RECORDED DATA
== Segment start ==
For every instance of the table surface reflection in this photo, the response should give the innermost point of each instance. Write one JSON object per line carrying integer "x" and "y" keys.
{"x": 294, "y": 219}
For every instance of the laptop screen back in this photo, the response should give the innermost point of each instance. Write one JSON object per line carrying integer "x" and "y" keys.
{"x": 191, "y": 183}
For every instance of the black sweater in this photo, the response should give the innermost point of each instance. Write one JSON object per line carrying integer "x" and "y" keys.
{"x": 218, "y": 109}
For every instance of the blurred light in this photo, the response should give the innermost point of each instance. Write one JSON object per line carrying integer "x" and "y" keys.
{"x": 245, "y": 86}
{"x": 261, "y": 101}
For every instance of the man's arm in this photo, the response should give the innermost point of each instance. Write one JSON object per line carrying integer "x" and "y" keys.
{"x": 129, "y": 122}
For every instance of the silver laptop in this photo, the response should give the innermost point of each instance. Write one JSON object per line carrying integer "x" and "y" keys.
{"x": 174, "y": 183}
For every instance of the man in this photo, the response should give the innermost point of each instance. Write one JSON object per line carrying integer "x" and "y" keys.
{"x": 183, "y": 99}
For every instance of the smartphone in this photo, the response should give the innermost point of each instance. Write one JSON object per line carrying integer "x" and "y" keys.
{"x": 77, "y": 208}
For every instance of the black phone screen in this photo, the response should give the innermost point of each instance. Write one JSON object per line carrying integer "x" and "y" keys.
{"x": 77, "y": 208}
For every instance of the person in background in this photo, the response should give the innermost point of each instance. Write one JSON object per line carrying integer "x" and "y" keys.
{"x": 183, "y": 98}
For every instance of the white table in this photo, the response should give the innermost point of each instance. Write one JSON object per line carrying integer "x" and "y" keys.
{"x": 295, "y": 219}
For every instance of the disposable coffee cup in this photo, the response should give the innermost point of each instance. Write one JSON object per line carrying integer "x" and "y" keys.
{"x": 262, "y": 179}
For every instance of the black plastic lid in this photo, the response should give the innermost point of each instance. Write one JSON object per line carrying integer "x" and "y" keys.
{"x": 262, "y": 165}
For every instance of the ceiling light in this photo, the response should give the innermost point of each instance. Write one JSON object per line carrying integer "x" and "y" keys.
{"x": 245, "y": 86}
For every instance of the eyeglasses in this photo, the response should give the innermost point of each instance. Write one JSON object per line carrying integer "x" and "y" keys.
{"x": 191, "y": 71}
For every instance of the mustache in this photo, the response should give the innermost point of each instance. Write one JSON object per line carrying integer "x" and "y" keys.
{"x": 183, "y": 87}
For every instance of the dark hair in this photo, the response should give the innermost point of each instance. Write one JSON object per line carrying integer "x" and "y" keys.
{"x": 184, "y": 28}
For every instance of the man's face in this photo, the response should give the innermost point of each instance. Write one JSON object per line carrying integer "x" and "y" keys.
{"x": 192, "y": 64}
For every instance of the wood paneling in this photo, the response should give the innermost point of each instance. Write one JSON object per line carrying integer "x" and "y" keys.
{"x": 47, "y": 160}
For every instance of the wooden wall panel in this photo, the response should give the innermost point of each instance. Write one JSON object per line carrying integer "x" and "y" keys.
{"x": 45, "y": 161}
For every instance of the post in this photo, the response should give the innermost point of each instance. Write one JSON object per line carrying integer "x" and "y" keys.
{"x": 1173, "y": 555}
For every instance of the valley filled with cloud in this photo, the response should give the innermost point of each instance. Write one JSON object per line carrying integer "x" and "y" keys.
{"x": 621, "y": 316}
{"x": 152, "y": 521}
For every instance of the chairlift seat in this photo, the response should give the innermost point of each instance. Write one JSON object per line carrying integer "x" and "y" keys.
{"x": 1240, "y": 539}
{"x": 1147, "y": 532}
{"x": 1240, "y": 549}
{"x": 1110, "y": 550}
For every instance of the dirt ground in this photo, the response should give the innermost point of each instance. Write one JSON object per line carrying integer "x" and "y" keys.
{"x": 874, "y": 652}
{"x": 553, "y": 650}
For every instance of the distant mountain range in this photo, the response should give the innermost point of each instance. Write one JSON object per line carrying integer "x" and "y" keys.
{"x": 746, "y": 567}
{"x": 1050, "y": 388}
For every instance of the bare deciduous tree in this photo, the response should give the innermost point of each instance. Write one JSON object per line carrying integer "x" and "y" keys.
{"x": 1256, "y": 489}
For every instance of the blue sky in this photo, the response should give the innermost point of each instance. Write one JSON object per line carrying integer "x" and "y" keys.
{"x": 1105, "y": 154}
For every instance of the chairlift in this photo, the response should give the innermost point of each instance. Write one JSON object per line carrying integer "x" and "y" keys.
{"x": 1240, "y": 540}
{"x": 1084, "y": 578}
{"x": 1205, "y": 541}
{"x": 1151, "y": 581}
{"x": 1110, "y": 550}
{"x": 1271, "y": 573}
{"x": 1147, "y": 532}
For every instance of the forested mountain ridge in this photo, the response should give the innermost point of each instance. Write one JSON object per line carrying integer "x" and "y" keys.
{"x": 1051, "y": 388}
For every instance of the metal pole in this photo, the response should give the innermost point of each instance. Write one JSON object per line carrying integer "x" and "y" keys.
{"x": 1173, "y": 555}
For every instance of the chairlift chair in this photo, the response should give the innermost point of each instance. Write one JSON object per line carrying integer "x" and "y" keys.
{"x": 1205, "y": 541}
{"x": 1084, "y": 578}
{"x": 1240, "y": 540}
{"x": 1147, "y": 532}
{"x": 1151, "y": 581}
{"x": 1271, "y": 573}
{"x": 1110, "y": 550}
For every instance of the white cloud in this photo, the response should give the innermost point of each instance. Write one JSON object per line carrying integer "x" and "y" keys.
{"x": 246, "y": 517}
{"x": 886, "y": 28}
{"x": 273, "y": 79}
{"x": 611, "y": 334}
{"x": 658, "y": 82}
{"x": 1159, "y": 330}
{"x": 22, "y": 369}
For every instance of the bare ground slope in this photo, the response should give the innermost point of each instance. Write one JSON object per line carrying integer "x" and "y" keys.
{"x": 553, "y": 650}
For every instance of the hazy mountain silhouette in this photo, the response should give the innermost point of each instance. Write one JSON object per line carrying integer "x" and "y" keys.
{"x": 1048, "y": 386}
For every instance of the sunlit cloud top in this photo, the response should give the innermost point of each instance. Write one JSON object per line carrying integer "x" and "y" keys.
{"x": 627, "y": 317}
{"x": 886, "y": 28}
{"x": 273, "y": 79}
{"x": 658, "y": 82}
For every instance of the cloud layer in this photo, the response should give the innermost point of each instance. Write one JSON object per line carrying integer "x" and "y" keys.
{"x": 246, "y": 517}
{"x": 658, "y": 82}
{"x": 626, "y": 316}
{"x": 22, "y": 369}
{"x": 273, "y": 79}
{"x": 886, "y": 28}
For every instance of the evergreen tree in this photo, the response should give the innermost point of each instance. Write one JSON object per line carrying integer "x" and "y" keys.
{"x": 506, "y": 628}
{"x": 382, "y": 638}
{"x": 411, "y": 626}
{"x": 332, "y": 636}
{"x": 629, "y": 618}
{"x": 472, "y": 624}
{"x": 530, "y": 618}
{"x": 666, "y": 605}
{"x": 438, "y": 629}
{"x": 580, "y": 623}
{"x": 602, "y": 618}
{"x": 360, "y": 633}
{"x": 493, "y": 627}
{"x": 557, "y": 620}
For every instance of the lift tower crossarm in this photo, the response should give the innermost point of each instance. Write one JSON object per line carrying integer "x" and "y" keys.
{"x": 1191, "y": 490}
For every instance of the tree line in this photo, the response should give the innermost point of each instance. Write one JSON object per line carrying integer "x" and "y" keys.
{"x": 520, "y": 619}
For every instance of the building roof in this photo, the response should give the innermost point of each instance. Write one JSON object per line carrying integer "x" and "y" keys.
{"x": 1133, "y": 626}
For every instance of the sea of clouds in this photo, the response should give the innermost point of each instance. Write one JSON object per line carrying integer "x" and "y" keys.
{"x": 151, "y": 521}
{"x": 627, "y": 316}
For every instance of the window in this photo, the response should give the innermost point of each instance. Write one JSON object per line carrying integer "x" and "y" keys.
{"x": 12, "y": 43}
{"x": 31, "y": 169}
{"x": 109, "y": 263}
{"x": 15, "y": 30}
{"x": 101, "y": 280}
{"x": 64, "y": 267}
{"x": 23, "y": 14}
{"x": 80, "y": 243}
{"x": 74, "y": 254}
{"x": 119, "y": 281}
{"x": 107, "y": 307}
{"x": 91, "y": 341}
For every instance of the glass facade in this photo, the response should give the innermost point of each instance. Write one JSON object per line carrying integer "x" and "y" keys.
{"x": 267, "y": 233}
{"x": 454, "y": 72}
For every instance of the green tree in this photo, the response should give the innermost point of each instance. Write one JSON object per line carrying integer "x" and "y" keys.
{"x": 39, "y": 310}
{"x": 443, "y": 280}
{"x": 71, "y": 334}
== Segment end ==
TO DO
All lines from the one holding "For every instance of the green" through the final line of the material must be set down exactly, and nothing else may be added.

RESPONSE AREA
For every instance of the green tree in this photo, the response should give the innermost point of each instance. Write one JSON object per line carrying integer "x" and "y" keys.
{"x": 39, "y": 310}
{"x": 443, "y": 280}
{"x": 71, "y": 334}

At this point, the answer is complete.